■ **Text excerpt**
------------------------------------------------

Author: Mel Chen (Mel-Chen)

Changes

The support for interleaved accesses for scalable vector with a factor of 2 is enabled in vectorizer. Therefore, the patch removed the restriction for scalable vector with a factor of 2.

Patch is 155.42 KiB, truncated to 20.00 KiB below, full version: https://github.com/llvm/llvm-project/pull/90583.diff

3 Files Affected:

(modified) llvm/lib/Target/RISCV/RISCVTargetTransformInfo.cpp (+18-11)
(modified) llvm/test/Transforms/LoopVectorize/RISCV/interleaved-accesses.ll (+897-455)
(modified) llvm/test/Transforms/LoopVectorize/RISCV/strided-accesses.ll (+151-135)

diff --git a/llvm/lib/Target/RISCV/RISCVTargetTransformInfo.cpp b/llvm/lib/Target/RISCV/RISCVTargetTransformInfo.cpp
index ce26e61880fd05..5f84175da703d6 100644
--- a/llvm/lib/Target/RISCV/RISCVTargetTransformInfo.cpp
+++ b/llvm/lib/Target/RISCV/RISCVTargetTransformInfo.cpp
@@ -599,12 +599,8 @@ InstructionCost RISCVTTIImpl::getInterleavedMemoryOpCost(
     unsigned Opcode, Type *VecTy, unsigned Factor, ArrayRef<unsigned> Indices,
     Align Alignment, unsigned AddressSpace, TTI::TargetCostKind CostKind,
     bool UseMaskForCond, bool UseMaskForGaps) {
-  if (isa<ScalableVectorType>(VecTy))
+  if (isa<ScalableVectorType>(VecTy) && Factor != 2)

------------------------------------------------

■ **Information supplied**
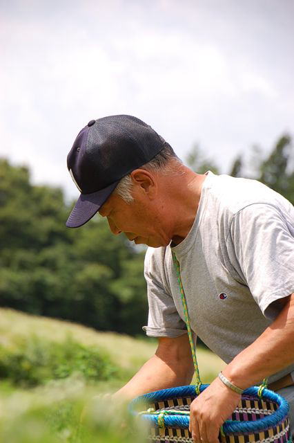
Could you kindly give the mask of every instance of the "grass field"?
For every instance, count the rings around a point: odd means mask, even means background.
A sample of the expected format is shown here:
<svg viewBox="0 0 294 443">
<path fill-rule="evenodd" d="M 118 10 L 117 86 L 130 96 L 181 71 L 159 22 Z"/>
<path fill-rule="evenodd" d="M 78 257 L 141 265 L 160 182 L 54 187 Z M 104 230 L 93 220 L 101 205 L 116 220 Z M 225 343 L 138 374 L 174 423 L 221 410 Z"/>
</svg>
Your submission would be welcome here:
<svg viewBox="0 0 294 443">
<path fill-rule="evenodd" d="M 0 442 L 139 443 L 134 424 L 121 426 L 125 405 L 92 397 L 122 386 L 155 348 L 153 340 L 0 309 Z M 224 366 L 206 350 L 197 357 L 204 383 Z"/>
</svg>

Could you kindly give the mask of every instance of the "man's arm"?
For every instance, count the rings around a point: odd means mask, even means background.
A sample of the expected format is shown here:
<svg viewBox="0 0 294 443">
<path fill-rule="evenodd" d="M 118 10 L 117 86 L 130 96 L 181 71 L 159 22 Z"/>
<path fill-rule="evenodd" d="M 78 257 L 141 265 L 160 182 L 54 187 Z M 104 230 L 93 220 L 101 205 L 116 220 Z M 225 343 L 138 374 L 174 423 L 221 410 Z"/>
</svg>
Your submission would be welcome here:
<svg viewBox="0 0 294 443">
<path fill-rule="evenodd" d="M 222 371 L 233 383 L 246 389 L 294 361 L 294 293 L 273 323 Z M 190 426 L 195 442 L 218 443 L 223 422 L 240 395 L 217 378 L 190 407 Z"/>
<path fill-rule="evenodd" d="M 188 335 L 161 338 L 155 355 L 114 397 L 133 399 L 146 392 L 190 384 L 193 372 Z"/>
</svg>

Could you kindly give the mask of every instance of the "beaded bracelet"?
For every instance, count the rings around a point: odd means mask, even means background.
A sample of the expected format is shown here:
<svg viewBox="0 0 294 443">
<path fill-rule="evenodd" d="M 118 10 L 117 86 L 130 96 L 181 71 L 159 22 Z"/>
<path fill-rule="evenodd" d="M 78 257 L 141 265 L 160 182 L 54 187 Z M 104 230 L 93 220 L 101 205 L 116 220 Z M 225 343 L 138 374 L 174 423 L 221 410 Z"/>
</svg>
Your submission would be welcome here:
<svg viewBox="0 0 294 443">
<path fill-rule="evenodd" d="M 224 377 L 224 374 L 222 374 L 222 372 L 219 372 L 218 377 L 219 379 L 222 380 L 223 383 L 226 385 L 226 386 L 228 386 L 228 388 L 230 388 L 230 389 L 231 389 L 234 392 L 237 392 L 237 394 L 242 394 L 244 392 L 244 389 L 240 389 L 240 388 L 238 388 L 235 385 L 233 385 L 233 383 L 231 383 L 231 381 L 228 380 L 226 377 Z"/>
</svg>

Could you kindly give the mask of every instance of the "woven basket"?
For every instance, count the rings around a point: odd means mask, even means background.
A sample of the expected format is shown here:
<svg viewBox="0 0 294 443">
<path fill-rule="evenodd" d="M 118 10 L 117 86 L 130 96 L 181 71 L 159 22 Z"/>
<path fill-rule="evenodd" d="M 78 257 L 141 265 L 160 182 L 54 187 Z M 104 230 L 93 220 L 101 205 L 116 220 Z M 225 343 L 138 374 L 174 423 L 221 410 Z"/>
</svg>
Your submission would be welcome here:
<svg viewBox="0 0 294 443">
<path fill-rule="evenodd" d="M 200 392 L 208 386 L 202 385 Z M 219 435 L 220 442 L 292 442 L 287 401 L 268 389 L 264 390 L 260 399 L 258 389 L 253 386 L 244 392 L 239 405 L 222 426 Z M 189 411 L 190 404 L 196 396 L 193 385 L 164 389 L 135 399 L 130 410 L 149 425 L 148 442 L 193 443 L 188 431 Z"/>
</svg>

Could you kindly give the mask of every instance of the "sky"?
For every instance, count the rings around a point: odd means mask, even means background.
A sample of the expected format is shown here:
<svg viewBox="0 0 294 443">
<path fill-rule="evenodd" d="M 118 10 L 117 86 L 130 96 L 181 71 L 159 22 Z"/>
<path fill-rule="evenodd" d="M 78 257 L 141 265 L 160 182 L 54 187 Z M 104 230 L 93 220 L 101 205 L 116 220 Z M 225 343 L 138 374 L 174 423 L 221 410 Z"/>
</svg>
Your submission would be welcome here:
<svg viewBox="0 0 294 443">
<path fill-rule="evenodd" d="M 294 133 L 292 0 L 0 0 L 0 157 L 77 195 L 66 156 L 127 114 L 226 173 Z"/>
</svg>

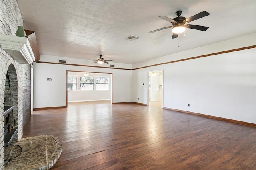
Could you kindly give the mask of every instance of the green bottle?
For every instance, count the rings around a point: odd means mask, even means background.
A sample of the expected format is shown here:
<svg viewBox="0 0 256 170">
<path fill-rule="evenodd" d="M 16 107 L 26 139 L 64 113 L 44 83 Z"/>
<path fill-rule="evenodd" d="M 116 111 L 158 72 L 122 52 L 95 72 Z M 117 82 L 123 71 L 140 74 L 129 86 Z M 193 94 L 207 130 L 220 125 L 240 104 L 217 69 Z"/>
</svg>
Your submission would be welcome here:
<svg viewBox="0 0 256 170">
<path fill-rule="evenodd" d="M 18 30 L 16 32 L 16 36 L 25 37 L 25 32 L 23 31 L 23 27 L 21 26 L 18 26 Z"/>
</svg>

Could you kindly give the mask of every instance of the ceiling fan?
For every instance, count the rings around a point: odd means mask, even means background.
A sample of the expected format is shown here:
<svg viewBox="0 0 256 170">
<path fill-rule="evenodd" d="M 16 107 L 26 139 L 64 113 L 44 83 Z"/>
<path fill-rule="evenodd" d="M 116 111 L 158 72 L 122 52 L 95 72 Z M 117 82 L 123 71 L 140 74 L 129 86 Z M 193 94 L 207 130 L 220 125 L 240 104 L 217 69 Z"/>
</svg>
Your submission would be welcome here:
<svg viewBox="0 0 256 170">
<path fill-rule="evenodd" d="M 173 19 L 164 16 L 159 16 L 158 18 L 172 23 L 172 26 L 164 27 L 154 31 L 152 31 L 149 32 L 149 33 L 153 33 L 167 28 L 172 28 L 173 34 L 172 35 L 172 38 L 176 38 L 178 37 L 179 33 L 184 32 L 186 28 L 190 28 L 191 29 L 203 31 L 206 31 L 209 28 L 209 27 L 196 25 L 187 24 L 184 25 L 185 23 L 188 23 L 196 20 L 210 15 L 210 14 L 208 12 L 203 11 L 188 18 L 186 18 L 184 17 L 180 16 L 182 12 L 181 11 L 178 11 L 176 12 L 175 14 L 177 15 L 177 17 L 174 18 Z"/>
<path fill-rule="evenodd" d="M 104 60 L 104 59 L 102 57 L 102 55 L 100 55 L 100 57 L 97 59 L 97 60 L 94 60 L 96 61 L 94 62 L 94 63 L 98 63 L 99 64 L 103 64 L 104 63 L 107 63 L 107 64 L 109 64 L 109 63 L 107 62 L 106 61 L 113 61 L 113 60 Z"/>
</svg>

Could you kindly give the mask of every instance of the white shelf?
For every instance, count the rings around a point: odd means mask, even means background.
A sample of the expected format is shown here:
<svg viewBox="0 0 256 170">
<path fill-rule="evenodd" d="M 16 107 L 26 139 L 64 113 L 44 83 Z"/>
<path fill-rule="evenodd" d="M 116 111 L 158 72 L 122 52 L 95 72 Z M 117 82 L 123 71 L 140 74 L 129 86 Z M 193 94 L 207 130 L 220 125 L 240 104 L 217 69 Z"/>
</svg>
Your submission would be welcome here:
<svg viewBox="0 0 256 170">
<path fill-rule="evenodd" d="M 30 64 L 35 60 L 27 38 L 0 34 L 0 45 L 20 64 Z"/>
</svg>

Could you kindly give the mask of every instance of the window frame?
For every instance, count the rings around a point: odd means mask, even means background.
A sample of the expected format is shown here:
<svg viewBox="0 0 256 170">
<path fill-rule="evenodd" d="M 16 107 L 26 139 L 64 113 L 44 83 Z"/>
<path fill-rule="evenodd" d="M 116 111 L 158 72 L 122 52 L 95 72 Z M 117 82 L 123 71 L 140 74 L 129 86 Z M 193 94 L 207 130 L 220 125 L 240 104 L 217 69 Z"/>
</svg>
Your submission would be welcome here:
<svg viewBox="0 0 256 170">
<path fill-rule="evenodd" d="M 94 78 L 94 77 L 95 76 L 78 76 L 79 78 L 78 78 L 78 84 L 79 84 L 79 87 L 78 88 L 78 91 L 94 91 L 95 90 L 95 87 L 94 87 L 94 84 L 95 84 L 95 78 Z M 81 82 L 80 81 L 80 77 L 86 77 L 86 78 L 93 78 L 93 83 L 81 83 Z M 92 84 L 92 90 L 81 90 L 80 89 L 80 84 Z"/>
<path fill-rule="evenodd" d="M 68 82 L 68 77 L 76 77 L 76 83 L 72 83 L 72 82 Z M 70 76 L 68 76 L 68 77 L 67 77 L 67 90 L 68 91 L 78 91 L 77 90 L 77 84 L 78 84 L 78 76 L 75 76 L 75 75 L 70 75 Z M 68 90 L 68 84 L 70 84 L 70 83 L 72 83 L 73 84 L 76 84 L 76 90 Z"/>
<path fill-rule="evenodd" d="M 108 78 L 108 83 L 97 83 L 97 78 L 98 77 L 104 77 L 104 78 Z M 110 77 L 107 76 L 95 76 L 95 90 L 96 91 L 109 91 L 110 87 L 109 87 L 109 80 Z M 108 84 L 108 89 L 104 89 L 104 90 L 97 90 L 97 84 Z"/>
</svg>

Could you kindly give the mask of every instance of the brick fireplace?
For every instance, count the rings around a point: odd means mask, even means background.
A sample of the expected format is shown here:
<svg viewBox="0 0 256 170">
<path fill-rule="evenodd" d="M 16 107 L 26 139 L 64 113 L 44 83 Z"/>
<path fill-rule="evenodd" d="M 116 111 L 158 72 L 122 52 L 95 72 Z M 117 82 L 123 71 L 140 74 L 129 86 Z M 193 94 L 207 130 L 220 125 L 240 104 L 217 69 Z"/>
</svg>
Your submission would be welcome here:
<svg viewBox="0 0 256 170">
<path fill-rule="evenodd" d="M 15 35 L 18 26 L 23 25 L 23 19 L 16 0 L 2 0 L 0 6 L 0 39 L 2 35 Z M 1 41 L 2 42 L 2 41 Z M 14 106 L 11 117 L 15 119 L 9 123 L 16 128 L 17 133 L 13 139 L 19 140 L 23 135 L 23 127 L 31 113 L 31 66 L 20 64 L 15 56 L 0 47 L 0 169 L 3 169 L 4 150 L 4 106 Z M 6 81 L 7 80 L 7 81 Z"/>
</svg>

------------------------------------------------

■ **What you have to do**
Can you write out the part of the patch text starting with "The support for" and going on through "factor of 2.", word for word?

■ **Written answer**
The support for interleaved accesses for scalable vector with a factor of 2 is enabled in vectorizer. Therefore, the patch removed the restriction for scalable vector with a factor of 2.